» **Provided text**
— Begin —

Describing himself as ‘a concision fetishist’, Wilson recommended that the literary journalist should steer a path between two available styles: ‘the impressionistic criticism of the day before yesterday’ and the ‘sort of literary scholasticism that limits itself to putting things into categories’. This required a constant responsiveness sustained by deep wells of intellectual energy. Part of Wilson’s subsequent standing, and much of his status as a fantasy object, is due to the stamina he displayed in fulfilling his regular reviewing duties. The sheer miscellaneousness of what he covered has its own romance. But this role also fosters characteristic failings, all too observable in the work of resident reviewers in contemporary broadsheets – superficiality, over-confident judgments, self-importance, puffing – and Wilson was not as exempt from these as it might please us to think. Nonetheless, this platform made him a person of consequence in literary New York. Though scarcely more than thirty, he was already being teasingly referred to as ‘the Great Wilson’. Lionel Trilling recalled that when he first met the 34-year-old Wilson at the offices of the New Republic, ‘he seemed in his own person, and young as he was, to propose and to realise the idea of the literary life.’ It has been part of Wilson’s enduring appeal that, aside from the merits of any particular work, he can be taken to have realised ‘the idea of the literary life’.

In 1929, he added another important element to this profile by publishing a semi-autobiographical novel, I Thought of Daisy, a book Dabney forthrightly describes as ‘a commercial disaster’. (Wilson apparently liked to tell the story of how, when a woman said to him that she had bought and enjoyed the book, he had replied, ‘Oh, it was you who bought it,’ but variants of that self-protective mot are familiar from the biographies of several subsequently popular writers.) The first book that won him any lasting recognition was Axel’s Castle (1931), in which he introduced to a relatively uninstructed readership the difficult, sometimes forbidding work of several figures who were coming to be recognised as the leading European Modernists – Proust, Eliot and Joyce. The literature on Wilson repeats several slightly different versions of his remark that (as Dabney reports it) he ‘was never happier than when telling people about a work they were unfamiliar with in a language they didn’t know’. This is certainly something that Wilson was very good at, but Axel’s Castle, in particular, exhibits the simplifying, didactic voice encouraged by this role. ‘To persons already familiar with the field, my explanations in this first chapter will seem rudimentary,’ he begins, with understandable defensiveness, for the tone of the exposition is introductory in the extreme (‘Romanticism, as everyone has heard, was a revolt of the individual,’ and so on). Even in the best chapters, such as that on Eliot, there is a disconcerting mix of expository levels. It is impressive to see the author of such a book responding appreciatively and perceptively to Ash Wednesday, which only appeared as he was writing. Yet the Eliot chapter begins with a brief account of the work of the French Symbolists, Tristan Corbière and Jules Laforgue, containing little more than anecdotal character sketches:

In Paris, he [Corbière] slept all day and spent the nights in the cafés or at his verses, greeting at dawn the Paris harlots as they emerged from the station house or the hotel with the same half-harsh, half-tender fellow-feeling for the exile from conventional society which, when he was at home in his native Brittany, caused him to flee the house of his family and seek the company of the customs-men and sailors – living skeleton and invalid as he was, performing prodigies of courage and endurance in the navigation of a little cutter which he sailed by preference in the worst possible weather.

— End —

» **What to work on**
[a] Copy from the passage about Wilson's criticism, word for word, the part that opens with the words containing "In Paris, he" and closes with "worst possible weather.".
[b] Name every failing that the passage about Wilson's criticism says the reviewing role fosters.
[c] Continue the passage about Wilson's criticism from the point where it stops.

» **Stored records**
— Begin —

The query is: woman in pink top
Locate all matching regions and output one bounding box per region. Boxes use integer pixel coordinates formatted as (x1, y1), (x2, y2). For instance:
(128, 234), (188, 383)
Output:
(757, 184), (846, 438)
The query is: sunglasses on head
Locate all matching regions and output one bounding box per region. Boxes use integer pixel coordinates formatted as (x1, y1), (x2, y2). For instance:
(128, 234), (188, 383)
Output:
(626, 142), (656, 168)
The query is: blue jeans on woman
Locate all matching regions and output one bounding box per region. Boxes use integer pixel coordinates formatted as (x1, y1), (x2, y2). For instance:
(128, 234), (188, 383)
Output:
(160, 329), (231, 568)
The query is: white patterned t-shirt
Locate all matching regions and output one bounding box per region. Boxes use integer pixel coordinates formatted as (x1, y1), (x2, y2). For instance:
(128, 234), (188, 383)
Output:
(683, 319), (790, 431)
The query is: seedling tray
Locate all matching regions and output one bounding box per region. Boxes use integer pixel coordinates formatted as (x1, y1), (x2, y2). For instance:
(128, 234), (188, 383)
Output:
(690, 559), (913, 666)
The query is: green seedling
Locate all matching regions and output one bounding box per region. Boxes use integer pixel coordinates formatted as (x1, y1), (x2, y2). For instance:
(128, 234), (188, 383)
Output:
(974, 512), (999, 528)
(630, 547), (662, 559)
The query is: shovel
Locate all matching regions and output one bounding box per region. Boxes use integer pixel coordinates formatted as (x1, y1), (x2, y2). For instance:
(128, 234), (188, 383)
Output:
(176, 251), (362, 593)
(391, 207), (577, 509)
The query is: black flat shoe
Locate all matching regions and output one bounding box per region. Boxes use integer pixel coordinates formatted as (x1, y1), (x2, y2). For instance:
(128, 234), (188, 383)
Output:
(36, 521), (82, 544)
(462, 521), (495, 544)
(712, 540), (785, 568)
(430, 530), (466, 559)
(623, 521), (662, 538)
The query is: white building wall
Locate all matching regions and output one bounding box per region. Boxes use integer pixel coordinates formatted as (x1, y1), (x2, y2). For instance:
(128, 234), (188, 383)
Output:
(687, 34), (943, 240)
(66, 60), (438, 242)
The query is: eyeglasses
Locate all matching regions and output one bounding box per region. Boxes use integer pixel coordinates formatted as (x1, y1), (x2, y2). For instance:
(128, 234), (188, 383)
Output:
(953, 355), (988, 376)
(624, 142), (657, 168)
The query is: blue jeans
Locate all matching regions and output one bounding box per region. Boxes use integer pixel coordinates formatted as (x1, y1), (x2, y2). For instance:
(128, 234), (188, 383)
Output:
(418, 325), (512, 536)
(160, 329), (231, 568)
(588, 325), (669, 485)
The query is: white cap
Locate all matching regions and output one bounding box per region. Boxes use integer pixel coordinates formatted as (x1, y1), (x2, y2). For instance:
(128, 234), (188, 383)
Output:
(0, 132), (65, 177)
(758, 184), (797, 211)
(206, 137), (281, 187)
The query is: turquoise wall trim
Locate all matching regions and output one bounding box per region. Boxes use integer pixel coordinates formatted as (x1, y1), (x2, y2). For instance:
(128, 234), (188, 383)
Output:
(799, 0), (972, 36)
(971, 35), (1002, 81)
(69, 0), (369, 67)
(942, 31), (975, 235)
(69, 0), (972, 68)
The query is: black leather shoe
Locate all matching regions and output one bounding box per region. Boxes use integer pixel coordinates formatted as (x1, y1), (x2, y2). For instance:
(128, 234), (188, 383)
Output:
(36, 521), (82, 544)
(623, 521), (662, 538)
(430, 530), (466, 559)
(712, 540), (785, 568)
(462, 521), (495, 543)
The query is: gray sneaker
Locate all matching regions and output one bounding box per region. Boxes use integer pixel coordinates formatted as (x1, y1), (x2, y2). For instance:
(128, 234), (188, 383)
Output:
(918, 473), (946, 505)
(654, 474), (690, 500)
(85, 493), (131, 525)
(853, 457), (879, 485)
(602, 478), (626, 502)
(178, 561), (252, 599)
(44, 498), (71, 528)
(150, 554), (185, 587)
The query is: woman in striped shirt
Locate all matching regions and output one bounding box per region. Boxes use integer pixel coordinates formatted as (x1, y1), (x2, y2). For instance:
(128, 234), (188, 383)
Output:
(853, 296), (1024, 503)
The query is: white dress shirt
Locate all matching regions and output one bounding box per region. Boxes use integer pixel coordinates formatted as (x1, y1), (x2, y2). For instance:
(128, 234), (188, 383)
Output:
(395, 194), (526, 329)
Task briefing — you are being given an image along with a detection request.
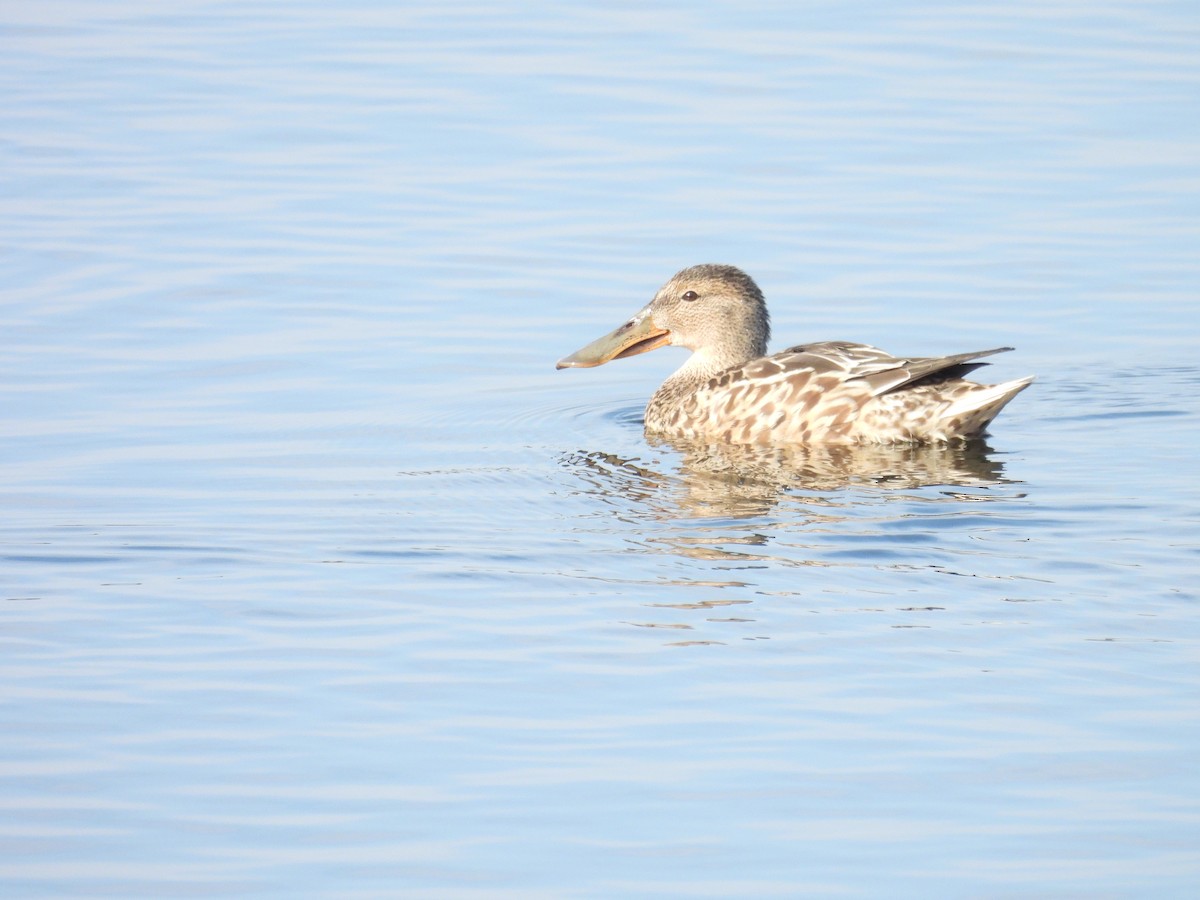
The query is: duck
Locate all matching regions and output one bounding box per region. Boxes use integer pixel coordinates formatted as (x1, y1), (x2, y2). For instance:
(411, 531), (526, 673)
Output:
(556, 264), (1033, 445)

— End —
— Begin —

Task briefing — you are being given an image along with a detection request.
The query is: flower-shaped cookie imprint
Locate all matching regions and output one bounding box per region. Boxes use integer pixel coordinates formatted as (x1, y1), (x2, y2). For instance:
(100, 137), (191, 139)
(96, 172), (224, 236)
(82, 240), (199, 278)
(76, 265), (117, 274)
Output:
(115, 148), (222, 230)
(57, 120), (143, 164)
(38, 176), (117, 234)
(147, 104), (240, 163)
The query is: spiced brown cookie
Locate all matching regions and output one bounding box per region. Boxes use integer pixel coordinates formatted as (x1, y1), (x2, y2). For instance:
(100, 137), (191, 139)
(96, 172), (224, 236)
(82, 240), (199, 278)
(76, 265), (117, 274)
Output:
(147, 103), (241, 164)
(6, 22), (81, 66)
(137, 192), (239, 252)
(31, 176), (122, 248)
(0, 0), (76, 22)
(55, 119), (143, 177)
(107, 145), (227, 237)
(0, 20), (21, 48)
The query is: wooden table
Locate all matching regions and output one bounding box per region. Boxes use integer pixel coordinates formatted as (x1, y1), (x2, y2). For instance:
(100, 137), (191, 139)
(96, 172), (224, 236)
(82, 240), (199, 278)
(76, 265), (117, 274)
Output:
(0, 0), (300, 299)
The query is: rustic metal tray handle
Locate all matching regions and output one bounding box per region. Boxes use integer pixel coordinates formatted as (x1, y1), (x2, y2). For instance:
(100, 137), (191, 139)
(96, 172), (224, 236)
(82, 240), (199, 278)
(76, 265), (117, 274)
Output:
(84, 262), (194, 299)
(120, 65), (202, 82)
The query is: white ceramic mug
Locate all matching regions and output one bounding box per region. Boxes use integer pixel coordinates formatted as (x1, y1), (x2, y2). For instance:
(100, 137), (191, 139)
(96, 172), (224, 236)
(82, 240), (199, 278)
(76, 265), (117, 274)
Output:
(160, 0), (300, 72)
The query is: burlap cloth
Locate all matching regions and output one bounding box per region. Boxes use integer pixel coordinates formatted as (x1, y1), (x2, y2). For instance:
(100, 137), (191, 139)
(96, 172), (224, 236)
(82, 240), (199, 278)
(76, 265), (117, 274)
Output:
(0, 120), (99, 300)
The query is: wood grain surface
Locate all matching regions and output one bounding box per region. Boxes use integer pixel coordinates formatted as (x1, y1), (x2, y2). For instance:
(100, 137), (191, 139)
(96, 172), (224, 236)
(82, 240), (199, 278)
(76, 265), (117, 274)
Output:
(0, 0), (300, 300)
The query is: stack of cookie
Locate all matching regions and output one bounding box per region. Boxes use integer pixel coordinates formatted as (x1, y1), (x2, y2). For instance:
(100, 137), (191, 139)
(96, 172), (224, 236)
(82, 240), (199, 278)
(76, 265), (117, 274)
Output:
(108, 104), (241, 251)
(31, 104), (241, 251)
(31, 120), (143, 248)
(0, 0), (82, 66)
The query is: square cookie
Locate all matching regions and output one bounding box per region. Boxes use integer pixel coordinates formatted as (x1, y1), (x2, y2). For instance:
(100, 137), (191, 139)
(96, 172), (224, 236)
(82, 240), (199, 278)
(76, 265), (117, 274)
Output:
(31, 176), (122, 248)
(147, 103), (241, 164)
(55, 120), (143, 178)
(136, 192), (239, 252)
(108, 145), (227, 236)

— End —

» **Per-task answers**
[a]
In Paris, he [Corbière] slept all day and spent the nights in the cafés or at his verses, greeting at dawn the Paris harlots as they emerged from the station house or the hotel with the same half-harsh, half-tender fellow-feeling for the exile from conventional society which, when he was at home in his native Brittany, caused him to flee the house of his family and seek the company of the customs-men and sailors – living skeleton and invalid as he was, performing prodigies of courage and endurance in the navigation of a little cutter which he sailed by preference in the worst possible weather.

[b] superficiality, over-confident judgments, self-importance, puffing

[c]
Quite apart from the fact that there is precious little sign of the ‘concision fetishist’ here, this is surely a case of an author underestimating his readers, or at least succumbing to a publisher’s misguided notion of how the pill of literary criticism needs to be sugared.

Not that the book contains much ‘literary criticism’ in the form in which the generations after Empson and the New Critics came to understand that activity. Wilson didn’t for the most part dwell on the mechanics of the writing under discussion; instead, there is a quantity of thematic summary with the passages quoted being treated in a relaxed ‘look at this’ kind of way rather than providing the occasion for any special attentiveness or set-piece pirouetting. He sounded more like a genuinely if idiosyncratically learned tour guide, able to give his party the sense that he was in some way on the inside track yet uncorrupted by official or merely academic orthodoxies.

When in 1948 the American critic Stanley Hyman published The Armed Vision, a survey of modern criticism, he began with a chapter on Wilson which was omitted from later editions of the book, perhaps because its tone was offensively dismissive. Hyman focused on Wilson’s role as a populariser and what he called an ‘introductory critic’, observing that ‘the introductory critic suffers the handicap . . . that his value decreases in direct proportion to the literacy of his audience and its familiarity with the work he is discussing, until it becomes almost nil for the relatively informed reader.’ This may have been exaggerated as well as condescending, but it does highlight a difficulty for those who think today’s literary professors should write like Wilson. The best reviewer-critics often manage to cloak the didactic in the conversational, something at which Wilson was adept, but there was also more than a dash of the village explainer in him, and – as was said of Ezra Pound, another with this trait – that was all right if one were a village and not if not.

As far as the art of turning journalism into successful books was concerned, the end of the 1930s marked something of a golden period for Wilson. In 1938 he published The Triple Thinkers, ‘ten essays on literary subjects’, later enlarged to 12, and including some of his best known, such as his surprising disquisition on A.E. Housman as a classical scholar or his influential meditation on ‘The Ambiguity of Henry James’. In 1940 he published To the Finland Station: A Study in the Writing and Acting of History, his account of the revolutionary tradition from Michelet through Marx and up to the Bolsheviks. This may look like the one among his works that was wholly conceived and written as a book, though in fact most of its chapters had first been contracted to the New Republic. And then in the following year came The Wound and the Bow, the collection that contains his most widely read essay, ‘Dickens: The Two Scrooges’, which was itself a reworking of two earlier pieces that had appeared in the Atlantic Monthly and the New Republic.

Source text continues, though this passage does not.